(Records shown)
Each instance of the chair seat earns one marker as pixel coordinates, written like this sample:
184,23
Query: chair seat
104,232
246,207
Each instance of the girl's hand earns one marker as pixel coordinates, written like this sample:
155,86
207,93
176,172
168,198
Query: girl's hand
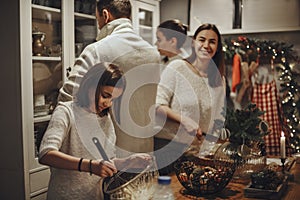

(Written task) Write out every line of the items above again, requests included, and shift each number in the answer coordinates up by 50, leaving the requests and their format samples unchanged. Leave the pictures out.

(Reply)
Each instance of the chair seat earns one marker as pixel coordinates, written like this sample:
184,23
Query: chair seat
154,282
296,257
Each instance of the girl's hand earns one marker as pixel coordinates, written like this sample:
155,86
207,93
176,172
168,198
Query: girl's hand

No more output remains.